## TASK BRIEF
Copy out all of the data below, requests included, but leave out the pictures. In the answers, multiply each coordinate by 2.35 and round the result to a whole number, with halves rounded up.

Data on object locations:
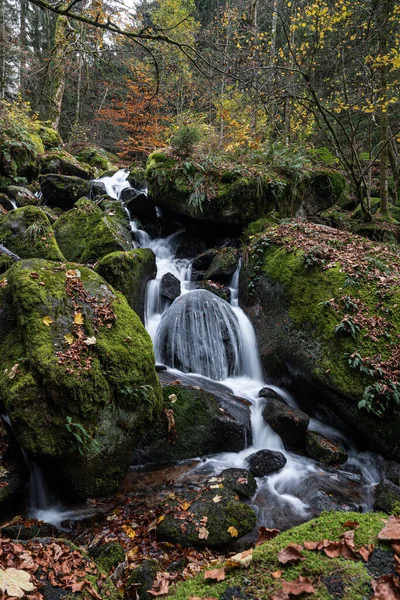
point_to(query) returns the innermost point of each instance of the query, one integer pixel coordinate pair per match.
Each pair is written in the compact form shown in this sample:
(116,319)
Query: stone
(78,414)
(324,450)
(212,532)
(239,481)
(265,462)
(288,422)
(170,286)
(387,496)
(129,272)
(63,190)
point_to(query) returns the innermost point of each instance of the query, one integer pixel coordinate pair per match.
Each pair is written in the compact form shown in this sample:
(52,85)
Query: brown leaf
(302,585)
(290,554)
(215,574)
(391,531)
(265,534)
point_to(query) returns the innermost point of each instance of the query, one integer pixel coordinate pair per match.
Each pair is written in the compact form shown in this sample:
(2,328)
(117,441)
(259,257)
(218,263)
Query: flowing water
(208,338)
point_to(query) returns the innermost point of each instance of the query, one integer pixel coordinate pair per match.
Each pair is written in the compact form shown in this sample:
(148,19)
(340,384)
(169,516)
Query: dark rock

## RESULT BELOW
point_to(query) returns the innermost point of each instance of the query, one integer pixel coordinate pair per match.
Each pair is written in the compact form shown in this sample:
(116,319)
Query: stone
(183,973)
(761,1058)
(498,1250)
(562,1130)
(623,1086)
(677,992)
(400,672)
(909,1166)
(303,639)
(148,447)
point_to(query) returns the innermost point of each instance of the query, one integer pixel coordinate pair per match.
Each pair is written in the compact form shown in this sample:
(52,85)
Query: brown leaf
(710,1375)
(682,1302)
(505,1349)
(919,1248)
(623,1255)
point_to(query) returns the innermost point of each instance of the query, one integer pixel coordinate pair per match.
Each pair is written in the compact form shown in this sample:
(2,328)
(117,441)
(259,257)
(218,263)
Query: flowing water
(489,794)
point_to(query) returns the innermost point of each instance of the query, one integer pixel coordinate pair per match.
Each pair is written in the compact form shown in this sample:
(148,19)
(340,384)
(169,516)
Query: dark rock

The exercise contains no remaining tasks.